#### [Exercises to complete]
(1) Reproduce the blueberry lemon focaccia recipe verbatim from "1. Feed your" to "mixing until combined.".
(2) Transcribe the segmentation records line by line without any alteration.

#### [Selected text]
########

A tender, golden focaccia bread bursting with fresh blueberries and zesty lemon, perfect for brunch or a sweet snack.


Ingredients

Scale
  • 100 g active sourdough starter (⅓ cup)
  • 400 g warm water (1⅔ cups)
  • 50 g granulated sugar (¼ cup)
  • 10 g salt
  • 500 g bread flour (4 cups)
  • 3 tbsp lemon juice (1 large lemon)
  • 3 tsp lemon zest (1 large lemon)
  • 30 g olive oil (for the pan)
  • 1 cup fresh blueberries
  • 62 g unsalted butter, melted (¼ cup)
  • 130 g powdered sugar (1 cup)
  • 23 tbsp lemon juice (for glaze)

Instructions

  1. Feed your sourdough starter 4-6 hours before starting to mix the dough and let it sit until bubbly.
  2. Mix the warm water, sugar, salt, and sourdough starter in a large bowl. Slowly add the flour, lemon juice, and zest, mixing until combined.
  3. Cover the bowl with a damp towel and let it rise in a warm place for 3-4 hours until puffy.

########

Rows from a segmentation dataset
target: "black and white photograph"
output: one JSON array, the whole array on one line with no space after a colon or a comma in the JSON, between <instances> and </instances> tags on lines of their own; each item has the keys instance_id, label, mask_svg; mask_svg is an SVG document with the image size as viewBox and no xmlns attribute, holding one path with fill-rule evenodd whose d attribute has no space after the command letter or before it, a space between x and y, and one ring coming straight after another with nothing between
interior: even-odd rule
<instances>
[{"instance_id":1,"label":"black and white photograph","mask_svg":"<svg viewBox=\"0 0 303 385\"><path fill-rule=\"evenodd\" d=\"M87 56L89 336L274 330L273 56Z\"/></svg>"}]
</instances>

########

#### [Complete answers]
(1)
1. Feed your sourdough starter 4-6 hours before starting to mix the dough and let it sit until bubbly.
  2. Mix the warm water, sugar, salt, and sourdough starter in a large bowl. Slowly add the flour, lemon juice, and zest, mixing until combined.

(2)
target: "black and white photograph"
output: one JSON array, the whole array on one line with no space after a colon or a comma in the JSON, between <instances> and </instances> tags on lines of their own; each item has the keys instance_id, label, mask_svg; mask_svg is an SVG document with the image size as viewBox and no xmlns attribute, holding one path with fill-rule evenodd whose d attribute has no space after the command letter or before it, a space between x and y, and one ring coming straight after another with nothing between
interior: even-odd rule
<instances>
[{"instance_id":1,"label":"black and white photograph","mask_svg":"<svg viewBox=\"0 0 303 385\"><path fill-rule=\"evenodd\" d=\"M87 56L89 336L274 330L273 56Z\"/></svg>"}]
</instances>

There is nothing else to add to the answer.